* **OBJECTIVES**
A. What is the default idle timeout given in the App Engine scaling text?
B. Write a continuation of the App Engine scaling text, picking up after its last sentence.

* **PAGE**
-*-*-
Optional. The <basic-scaling> element sets the number of instances for a module.

This element can contain the following elements:

<idle-timeout>
Optional. The instance will be shut down this amount of time after receiving its last request. The default is 5 minutes.
<max-instances>
Required. The maximum number of instances for App Engine to create for this module version. This is useful to limit the costs of a module.
Example
<appengine-web-app xmlns="http://appengine.google.com/ns/1.0">
  <application>simple-app</application>
  <module>default</module>
  <version>uno</version>
  <instance-class>B8</instance-class>
  <basic-scaling>
    <max-instances>11</max-instances>
    <idle-timeout>10m</idle-timeout>
  </basic-scaling>
</appengine-web-app>
<manual-scaling>

Optional. The <manual-scaling> element enables manual scaling for a module and sets the number of instances for a module.

This element can contain the following elements:

<instances>
The number of instances to assign to the module at the start.
-*-*-
* **GIVEN INFORMATION**

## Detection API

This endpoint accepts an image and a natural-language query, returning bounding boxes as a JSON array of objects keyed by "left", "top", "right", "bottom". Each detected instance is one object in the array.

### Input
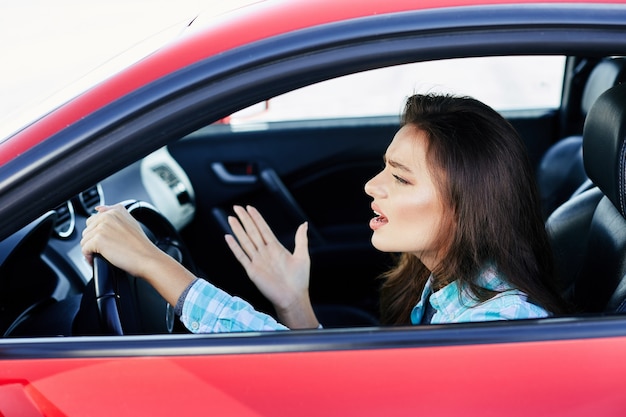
-*-*-
* **ANSWERS TO EACH TASK**
A. 5 minutes.

B.
Example
<appengine-web-app xmlns="http://appengine.google.com/ns/1.0">
  <application>simple-app</application>
  <module>default</module>
  <version>uno</version>
  <instance-class>B8</instance-class>
  <manual-scaling>
    <instances>5</instances>
  </manual-scaling>
</appengine-web-app>

Staging elements

Much of the work done during a deployment occurs locally in a preparation step called staging, where JAR files are assembled, JSPs are compiled, and so forth. You can optionally configure certain parts of the staging behavior using staging elements in the application configuration file. Most applications will deploy successfully without manually configuring staging behavior. If your app doesn't deploy, you may need to configure staging using the options shown below.

Element Description
<staging>

Optional. Most applications do not need to change default behavior.

The staging element allows you to specify a particular staging configuration if needed for deployment.

This element can contain the following elements:

<enable-jar-splitting>

Optional. Split large jar files (> 10 Megabytes) into smaller fragments. (Default: true).

<jar-splitting-excludes>

Specifies a comma-separated list of file suffixes. If enable-jar-splitting is enabled, all files that match the suffixes will be excluded from all JARs.

<disable_jar_jsps>

Do not jar classes generated from JSPs. (Default: false).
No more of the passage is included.